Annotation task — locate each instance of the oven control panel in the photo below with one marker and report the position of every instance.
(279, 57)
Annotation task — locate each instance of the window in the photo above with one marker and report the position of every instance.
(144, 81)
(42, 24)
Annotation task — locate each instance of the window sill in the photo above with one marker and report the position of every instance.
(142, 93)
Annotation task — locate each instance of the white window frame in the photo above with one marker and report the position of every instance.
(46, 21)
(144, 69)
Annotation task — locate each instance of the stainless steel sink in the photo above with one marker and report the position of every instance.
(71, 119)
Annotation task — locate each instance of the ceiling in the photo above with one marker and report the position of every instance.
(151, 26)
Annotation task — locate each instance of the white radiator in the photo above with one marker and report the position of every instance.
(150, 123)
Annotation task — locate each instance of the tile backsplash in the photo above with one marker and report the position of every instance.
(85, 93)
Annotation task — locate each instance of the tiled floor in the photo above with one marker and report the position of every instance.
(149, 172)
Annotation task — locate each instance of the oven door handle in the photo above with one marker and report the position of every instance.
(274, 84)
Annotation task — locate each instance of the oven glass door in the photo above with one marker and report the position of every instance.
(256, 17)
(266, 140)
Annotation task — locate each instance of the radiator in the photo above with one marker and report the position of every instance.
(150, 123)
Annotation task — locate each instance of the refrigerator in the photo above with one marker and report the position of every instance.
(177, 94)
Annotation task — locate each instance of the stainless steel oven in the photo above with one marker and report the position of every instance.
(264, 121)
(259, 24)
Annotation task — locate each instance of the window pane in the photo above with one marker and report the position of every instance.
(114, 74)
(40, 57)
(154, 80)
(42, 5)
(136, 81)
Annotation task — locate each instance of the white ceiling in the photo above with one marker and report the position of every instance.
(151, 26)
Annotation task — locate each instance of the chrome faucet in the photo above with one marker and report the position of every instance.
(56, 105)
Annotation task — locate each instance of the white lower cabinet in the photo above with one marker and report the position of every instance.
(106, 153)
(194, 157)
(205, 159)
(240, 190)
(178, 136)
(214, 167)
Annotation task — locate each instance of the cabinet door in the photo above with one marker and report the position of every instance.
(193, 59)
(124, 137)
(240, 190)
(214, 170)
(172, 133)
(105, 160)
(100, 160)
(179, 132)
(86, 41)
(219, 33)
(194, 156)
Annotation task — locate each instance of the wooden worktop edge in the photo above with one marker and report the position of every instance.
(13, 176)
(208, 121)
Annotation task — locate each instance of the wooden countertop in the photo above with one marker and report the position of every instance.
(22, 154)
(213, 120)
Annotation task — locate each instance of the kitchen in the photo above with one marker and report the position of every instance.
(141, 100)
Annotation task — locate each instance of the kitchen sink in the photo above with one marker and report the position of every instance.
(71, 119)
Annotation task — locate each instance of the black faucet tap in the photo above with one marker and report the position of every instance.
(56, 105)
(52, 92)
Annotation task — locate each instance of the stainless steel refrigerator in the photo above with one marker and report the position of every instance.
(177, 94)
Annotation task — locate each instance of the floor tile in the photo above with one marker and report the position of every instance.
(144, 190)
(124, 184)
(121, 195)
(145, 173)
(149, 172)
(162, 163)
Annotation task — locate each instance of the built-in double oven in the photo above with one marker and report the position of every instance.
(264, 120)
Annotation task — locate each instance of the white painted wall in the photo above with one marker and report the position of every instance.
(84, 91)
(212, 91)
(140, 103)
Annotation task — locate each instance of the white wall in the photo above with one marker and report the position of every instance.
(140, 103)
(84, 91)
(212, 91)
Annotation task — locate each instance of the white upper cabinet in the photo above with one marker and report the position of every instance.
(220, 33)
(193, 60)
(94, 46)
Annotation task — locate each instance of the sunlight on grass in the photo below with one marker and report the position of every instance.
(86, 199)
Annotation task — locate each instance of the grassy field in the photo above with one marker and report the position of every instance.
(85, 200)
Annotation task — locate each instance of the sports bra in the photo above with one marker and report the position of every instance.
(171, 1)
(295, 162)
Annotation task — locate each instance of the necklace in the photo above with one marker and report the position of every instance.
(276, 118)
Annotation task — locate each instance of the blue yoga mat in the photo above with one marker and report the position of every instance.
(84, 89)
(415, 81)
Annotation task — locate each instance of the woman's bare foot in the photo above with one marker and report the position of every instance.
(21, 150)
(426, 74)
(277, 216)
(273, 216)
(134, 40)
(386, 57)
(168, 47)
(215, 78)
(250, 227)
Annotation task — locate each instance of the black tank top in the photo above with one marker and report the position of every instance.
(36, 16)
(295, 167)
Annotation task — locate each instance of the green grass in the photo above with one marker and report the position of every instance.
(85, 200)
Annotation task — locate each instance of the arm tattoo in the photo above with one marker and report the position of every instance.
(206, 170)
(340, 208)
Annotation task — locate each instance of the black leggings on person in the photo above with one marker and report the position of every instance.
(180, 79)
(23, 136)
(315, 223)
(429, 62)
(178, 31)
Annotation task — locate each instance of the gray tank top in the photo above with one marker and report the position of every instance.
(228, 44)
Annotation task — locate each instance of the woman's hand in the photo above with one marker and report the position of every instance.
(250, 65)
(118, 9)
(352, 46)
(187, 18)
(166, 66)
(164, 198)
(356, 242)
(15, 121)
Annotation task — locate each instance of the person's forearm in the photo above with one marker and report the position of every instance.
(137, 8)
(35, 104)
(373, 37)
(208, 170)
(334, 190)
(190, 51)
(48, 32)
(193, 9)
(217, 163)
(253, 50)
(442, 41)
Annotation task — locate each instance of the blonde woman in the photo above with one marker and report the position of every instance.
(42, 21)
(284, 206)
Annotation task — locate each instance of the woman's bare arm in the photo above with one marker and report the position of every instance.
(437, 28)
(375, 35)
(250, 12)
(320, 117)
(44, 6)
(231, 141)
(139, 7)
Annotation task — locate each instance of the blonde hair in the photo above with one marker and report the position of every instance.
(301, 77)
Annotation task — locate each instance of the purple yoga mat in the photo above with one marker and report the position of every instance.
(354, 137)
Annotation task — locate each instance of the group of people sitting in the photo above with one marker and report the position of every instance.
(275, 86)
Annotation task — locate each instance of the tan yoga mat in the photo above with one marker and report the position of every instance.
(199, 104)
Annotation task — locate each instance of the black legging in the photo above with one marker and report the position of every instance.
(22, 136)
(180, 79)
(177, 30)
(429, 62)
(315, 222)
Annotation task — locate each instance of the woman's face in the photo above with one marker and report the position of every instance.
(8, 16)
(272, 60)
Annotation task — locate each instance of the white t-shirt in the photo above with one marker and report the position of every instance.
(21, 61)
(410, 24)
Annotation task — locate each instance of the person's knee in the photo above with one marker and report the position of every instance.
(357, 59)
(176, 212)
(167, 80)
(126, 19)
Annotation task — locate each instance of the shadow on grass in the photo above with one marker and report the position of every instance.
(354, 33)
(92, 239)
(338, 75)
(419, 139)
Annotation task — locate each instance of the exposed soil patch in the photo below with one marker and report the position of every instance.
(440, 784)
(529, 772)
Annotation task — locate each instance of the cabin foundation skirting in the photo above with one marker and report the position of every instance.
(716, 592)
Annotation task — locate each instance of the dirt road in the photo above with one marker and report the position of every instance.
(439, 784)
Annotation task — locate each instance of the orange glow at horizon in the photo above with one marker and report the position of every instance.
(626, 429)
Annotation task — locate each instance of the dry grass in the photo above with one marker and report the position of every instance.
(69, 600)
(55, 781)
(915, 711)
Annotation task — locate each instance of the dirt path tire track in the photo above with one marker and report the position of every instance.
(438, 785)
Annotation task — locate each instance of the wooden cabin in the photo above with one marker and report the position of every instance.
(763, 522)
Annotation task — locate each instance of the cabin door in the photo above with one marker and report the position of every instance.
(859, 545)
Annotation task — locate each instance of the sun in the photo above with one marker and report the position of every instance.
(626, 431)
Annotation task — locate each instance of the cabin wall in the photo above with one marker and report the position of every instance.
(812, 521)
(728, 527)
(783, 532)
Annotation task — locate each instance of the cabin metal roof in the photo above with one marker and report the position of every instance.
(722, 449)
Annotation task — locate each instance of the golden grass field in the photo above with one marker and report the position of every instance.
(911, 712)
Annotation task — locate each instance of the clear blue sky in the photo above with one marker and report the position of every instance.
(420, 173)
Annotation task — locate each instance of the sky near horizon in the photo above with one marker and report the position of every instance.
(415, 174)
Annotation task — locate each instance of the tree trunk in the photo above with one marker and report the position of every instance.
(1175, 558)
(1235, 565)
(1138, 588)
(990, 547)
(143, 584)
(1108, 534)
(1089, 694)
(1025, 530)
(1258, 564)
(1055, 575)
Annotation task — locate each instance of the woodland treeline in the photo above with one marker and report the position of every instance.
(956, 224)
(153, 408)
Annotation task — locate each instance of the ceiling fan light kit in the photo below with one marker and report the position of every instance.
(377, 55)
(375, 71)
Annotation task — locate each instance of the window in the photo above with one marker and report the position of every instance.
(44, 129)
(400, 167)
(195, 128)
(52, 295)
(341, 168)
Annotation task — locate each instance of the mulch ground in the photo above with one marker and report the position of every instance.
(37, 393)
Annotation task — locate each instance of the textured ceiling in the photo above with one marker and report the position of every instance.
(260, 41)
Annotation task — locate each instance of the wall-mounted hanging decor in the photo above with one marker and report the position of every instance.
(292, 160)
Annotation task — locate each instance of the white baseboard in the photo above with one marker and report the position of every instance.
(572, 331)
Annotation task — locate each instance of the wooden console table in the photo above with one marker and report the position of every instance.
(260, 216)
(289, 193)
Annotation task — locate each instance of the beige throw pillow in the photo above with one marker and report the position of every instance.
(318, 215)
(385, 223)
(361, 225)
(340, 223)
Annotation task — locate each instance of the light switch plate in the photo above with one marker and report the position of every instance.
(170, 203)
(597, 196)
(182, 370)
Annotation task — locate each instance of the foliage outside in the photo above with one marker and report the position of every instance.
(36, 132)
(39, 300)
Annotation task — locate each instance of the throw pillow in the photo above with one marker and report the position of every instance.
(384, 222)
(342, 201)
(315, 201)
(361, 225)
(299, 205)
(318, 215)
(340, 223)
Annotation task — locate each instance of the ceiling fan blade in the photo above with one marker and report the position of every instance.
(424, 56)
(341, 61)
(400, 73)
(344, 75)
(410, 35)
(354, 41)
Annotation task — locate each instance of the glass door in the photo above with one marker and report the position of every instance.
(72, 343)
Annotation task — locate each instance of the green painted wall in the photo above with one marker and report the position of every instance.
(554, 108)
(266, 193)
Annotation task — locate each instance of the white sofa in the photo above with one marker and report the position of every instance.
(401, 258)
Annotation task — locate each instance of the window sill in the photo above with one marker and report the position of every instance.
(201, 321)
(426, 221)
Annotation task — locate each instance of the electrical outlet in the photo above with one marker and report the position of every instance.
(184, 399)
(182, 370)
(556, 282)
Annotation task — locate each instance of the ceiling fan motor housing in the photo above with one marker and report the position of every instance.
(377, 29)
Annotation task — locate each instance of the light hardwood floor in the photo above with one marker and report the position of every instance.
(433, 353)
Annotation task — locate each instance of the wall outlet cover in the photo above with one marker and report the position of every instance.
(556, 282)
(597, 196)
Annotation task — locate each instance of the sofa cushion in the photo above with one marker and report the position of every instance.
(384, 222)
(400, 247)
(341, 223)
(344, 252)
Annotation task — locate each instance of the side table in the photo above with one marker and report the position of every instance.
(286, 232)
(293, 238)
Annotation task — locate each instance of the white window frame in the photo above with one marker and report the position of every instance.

....

--- EXERCISE GOAL ---
Up to and including the last line of the material, reproduce every line exactly, beginning with the one that contains "Annotation task — locate each instance of the side" and adding nothing else.

--- ANSWER TO THIS TASK ---
Annotation task — locate each instance of the side table in the photo above with one marker and report the position of every instance.
(286, 232)
(293, 238)
Annotation task — locate each instance of the white window frame in the photo above with one marker and report the position of every instance.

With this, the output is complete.